(Pointing records)
◆ ◆ ◆ ◆ ◆

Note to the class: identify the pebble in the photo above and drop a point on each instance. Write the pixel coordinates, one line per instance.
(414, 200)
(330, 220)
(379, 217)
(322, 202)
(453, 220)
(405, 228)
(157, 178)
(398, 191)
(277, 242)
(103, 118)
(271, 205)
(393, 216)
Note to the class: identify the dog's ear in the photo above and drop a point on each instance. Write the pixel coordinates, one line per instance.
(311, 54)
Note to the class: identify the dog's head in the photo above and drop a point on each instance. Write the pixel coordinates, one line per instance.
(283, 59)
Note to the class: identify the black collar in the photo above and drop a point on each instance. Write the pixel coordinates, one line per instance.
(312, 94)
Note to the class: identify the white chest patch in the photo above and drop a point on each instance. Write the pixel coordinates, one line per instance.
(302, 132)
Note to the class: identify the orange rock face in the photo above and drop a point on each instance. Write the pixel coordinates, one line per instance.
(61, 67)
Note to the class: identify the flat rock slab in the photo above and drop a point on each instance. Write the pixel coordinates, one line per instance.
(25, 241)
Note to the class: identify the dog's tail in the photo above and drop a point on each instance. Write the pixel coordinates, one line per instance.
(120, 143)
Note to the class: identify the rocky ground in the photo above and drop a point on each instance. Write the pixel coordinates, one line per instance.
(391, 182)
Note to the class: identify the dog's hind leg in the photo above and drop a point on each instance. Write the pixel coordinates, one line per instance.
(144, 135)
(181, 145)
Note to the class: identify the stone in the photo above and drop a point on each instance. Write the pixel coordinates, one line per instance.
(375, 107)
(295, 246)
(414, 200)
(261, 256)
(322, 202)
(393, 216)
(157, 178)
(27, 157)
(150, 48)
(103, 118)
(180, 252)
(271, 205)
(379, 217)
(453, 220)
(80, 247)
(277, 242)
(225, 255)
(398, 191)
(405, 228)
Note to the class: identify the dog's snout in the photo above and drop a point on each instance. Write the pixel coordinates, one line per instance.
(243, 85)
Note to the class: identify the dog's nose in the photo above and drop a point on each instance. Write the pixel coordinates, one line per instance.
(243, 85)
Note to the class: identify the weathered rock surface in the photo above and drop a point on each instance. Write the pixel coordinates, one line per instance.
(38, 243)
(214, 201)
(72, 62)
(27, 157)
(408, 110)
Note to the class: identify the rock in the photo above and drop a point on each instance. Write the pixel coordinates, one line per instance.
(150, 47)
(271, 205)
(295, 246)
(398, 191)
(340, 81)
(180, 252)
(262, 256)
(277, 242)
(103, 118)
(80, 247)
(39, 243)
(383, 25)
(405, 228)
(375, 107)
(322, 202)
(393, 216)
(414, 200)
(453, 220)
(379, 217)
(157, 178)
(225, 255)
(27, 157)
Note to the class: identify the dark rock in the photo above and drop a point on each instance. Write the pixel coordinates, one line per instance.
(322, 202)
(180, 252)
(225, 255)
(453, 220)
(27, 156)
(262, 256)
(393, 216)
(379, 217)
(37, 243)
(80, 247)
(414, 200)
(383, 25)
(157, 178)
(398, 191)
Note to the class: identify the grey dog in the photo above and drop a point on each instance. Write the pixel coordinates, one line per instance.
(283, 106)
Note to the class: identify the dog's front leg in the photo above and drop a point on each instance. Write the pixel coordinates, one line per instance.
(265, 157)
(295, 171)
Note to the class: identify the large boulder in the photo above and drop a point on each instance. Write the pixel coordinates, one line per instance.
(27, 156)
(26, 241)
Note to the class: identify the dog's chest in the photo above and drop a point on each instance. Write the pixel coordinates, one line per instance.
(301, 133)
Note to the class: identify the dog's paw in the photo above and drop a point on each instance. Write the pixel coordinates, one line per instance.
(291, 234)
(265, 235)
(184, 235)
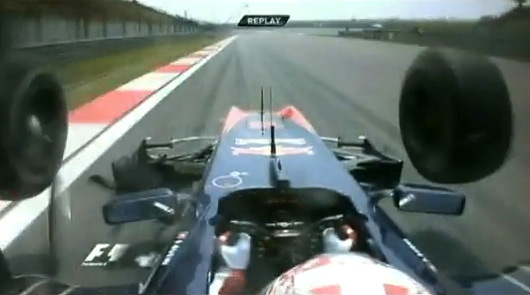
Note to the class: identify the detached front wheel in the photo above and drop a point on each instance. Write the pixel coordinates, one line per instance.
(455, 116)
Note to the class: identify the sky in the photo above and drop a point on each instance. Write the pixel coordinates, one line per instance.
(221, 11)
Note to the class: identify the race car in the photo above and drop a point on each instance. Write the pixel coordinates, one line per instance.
(270, 175)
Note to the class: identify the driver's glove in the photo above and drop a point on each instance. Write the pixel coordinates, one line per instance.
(238, 255)
(333, 244)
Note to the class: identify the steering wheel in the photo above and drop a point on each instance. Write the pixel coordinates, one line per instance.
(259, 232)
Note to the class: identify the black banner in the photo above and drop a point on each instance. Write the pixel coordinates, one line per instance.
(263, 21)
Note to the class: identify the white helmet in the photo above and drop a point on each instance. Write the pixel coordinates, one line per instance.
(349, 274)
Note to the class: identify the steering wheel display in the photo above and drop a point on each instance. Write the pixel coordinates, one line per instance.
(286, 242)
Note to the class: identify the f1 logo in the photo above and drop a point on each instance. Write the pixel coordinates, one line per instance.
(102, 254)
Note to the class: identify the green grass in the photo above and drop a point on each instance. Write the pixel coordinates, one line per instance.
(87, 79)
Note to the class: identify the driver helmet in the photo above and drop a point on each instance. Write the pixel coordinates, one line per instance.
(348, 273)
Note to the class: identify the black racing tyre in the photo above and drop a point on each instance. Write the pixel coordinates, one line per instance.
(33, 128)
(455, 116)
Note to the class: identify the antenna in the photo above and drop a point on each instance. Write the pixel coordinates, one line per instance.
(261, 112)
(273, 128)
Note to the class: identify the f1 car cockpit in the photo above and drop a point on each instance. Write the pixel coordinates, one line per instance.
(287, 224)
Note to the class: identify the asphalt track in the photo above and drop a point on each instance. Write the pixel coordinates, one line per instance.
(345, 88)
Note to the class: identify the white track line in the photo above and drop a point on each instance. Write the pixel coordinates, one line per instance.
(24, 213)
(516, 282)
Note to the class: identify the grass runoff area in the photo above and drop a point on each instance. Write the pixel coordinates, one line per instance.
(86, 79)
(505, 35)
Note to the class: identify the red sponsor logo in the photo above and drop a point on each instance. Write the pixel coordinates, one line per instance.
(266, 150)
(266, 125)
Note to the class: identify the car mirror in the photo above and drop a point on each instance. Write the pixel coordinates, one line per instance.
(158, 204)
(428, 199)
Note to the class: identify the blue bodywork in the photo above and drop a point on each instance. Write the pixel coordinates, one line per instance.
(306, 162)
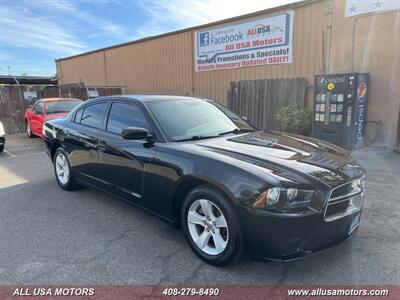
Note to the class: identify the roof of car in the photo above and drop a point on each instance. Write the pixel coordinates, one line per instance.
(150, 98)
(59, 99)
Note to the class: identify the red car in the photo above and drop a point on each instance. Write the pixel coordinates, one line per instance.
(47, 109)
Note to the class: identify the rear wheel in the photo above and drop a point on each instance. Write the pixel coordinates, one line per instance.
(211, 226)
(62, 170)
(29, 130)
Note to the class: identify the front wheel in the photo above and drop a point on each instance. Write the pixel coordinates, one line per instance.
(211, 226)
(29, 130)
(62, 170)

◆ ◆ ◆ ◆ ◆

# [WHAT YOU ARE ASKED TO DO]
Please copy the lines of the listing above from the line containing "Note to the class: identify the red sponsor" through the end of the listing, leaving out any pictures.

# [TASK RESPONSE]
Note to the class: identify the red sponsor logo in the photo above and drop a point on each instance. Write the pixel coordinates, one line per instance.
(266, 150)
(266, 125)
Note to the class: identify the car mirror in the photo above and drop a point on each instance. Write the pixel coordinates, one line per instance.
(158, 204)
(428, 199)
Note to the class: identify the blue bodywork in the photo above and drop a point on each instance. Write the pixel coordinates, one line per instance.
(306, 162)
Note to the class: identify the roof of car in the photo above and drop a point on each instance. Write the pixel coordinates, one line per instance.
(150, 98)
(59, 99)
Note to the class: identify the red car in the photo above and drop a point on each instance. Write the pixel coordinates, one line per instance.
(47, 109)
Note to the class: identify the rear wheel in the photo above and drop a point on each instance. Write the pixel coordinates, one line per instance.
(211, 226)
(62, 170)
(29, 130)
Note to the class: identify the front wheel in the photo above and drop a point on each instance. Write the pixel coordinates, one line per instance.
(211, 226)
(29, 130)
(62, 170)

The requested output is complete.